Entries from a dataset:
--------------------------------------------------

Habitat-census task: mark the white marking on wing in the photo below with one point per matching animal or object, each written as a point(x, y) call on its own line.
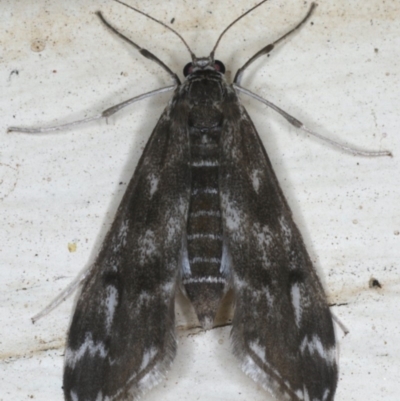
point(197, 191)
point(153, 181)
point(208, 279)
point(147, 357)
point(146, 247)
point(315, 346)
point(111, 303)
point(119, 239)
point(216, 213)
point(255, 179)
point(264, 239)
point(199, 259)
point(234, 218)
point(296, 302)
point(185, 265)
point(94, 349)
point(211, 236)
point(205, 163)
point(226, 261)
point(287, 233)
point(326, 394)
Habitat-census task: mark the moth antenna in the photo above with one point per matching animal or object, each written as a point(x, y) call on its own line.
point(192, 55)
point(233, 23)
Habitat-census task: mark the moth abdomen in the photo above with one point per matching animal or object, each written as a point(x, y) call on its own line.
point(205, 283)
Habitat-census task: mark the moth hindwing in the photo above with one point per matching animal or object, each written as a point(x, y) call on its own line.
point(203, 212)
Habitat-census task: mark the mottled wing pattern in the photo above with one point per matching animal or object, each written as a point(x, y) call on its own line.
point(121, 339)
point(282, 328)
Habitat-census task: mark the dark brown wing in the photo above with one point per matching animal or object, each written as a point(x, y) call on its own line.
point(282, 328)
point(121, 340)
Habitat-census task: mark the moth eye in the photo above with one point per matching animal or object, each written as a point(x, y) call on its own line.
point(188, 69)
point(219, 66)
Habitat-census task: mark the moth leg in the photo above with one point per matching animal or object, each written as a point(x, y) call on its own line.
point(142, 51)
point(298, 124)
point(104, 114)
point(267, 49)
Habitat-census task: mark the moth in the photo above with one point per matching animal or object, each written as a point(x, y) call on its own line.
point(203, 213)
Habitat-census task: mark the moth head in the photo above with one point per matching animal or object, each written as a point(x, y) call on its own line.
point(203, 64)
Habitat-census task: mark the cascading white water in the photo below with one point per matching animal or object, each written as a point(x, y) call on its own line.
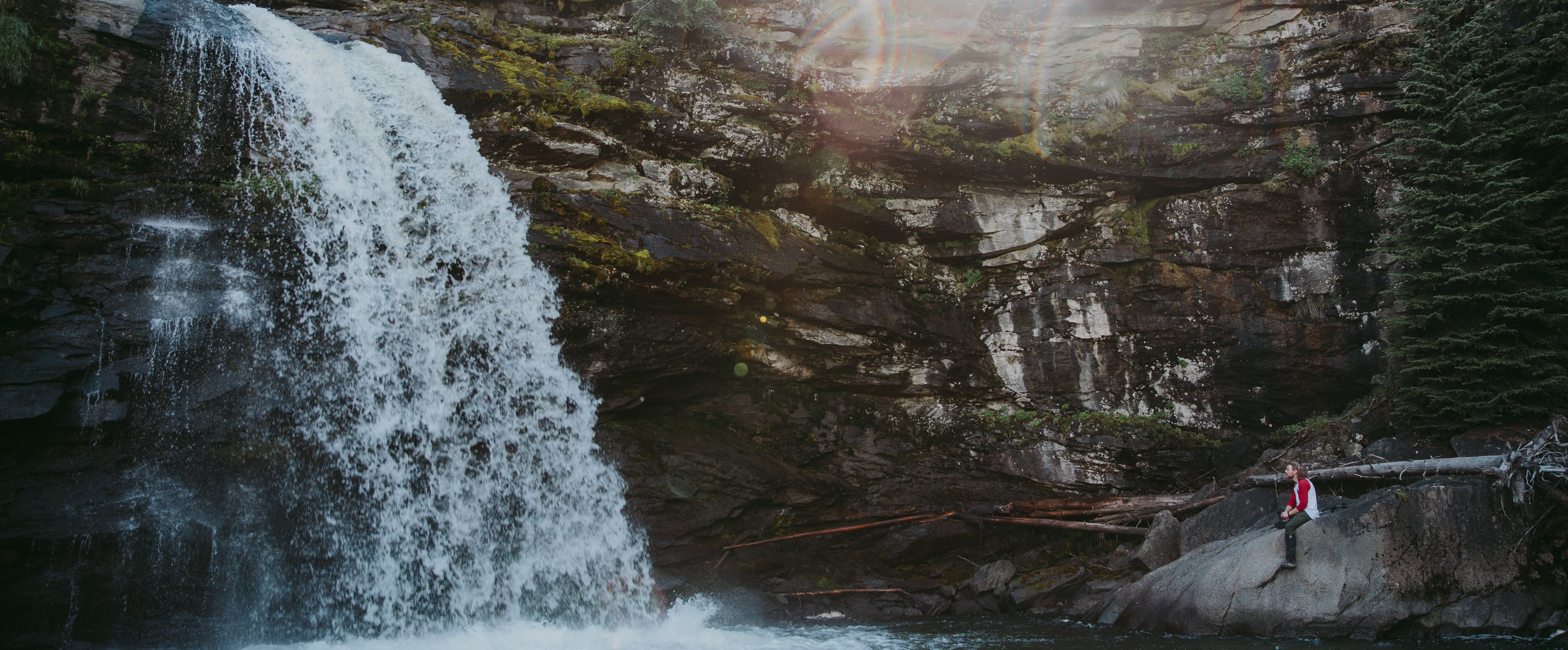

--------------------------------------------------

*INSTRUCTIONS TO FOLLOW*: Reproduce all of the data above line for line, without changes, and omit the pictures.

*EXERCISE RESULT*:
Habitat-census task: mark the white marking on wing in the photo below with one point per matching animal or object, each written as a point(x, y) call on its own line.
point(197, 191)
point(153, 181)
point(208, 279)
point(147, 357)
point(146, 247)
point(315, 346)
point(111, 303)
point(119, 239)
point(216, 213)
point(255, 179)
point(264, 239)
point(199, 259)
point(234, 218)
point(296, 302)
point(185, 265)
point(94, 349)
point(211, 236)
point(205, 163)
point(226, 261)
point(287, 233)
point(326, 394)
Habitat-census task: mark the moth antenna in the photo above with one point per matching animal or object, each written as a point(x, y) call on its own line.
point(192, 55)
point(233, 23)
Habitat-census task: mark the moth abdomen in the photo above with one point per matching animal or object, each written as a point(x, y) call on its own line.
point(205, 283)
Habitat-census task: mark the moth hindwing in the photo above with one point per matching animal or object, each written as a point(x, y) call on its own line.
point(203, 212)
Habitat-census task: mark the mottled wing pattern in the photo above with one point per matching animal or object, each written as a point(x, y) call on its own line.
point(121, 339)
point(282, 328)
Habitat-census task: mark the dark brown wing in the photo above with one point per matching animal or object, each written as a point(x, y) call on its own line.
point(282, 328)
point(121, 340)
Habitat-census task: mark the moth eye in the photo above with one point per matching animal or object, each written as a point(x, y) call on its own line.
point(188, 69)
point(219, 66)
Habitat-census task: mark the moth leg in the photo above with one point per matching animal or object, each written as a point(x, y) call on its own line.
point(142, 51)
point(298, 124)
point(104, 114)
point(267, 49)
Habitat-census task: mark the moth in the photo above with one point per matching animal or object, each written as a point(x, y) call on its own line.
point(203, 213)
Habitat-census task: mark the moth head in the photo above with one point per matching animal or object, each written as a point(x, y) call on its own line.
point(203, 64)
Habitat-census task: mark the cascading white water in the photo below with one point per matching animal or object, each written as a point(x, y) call on its own line.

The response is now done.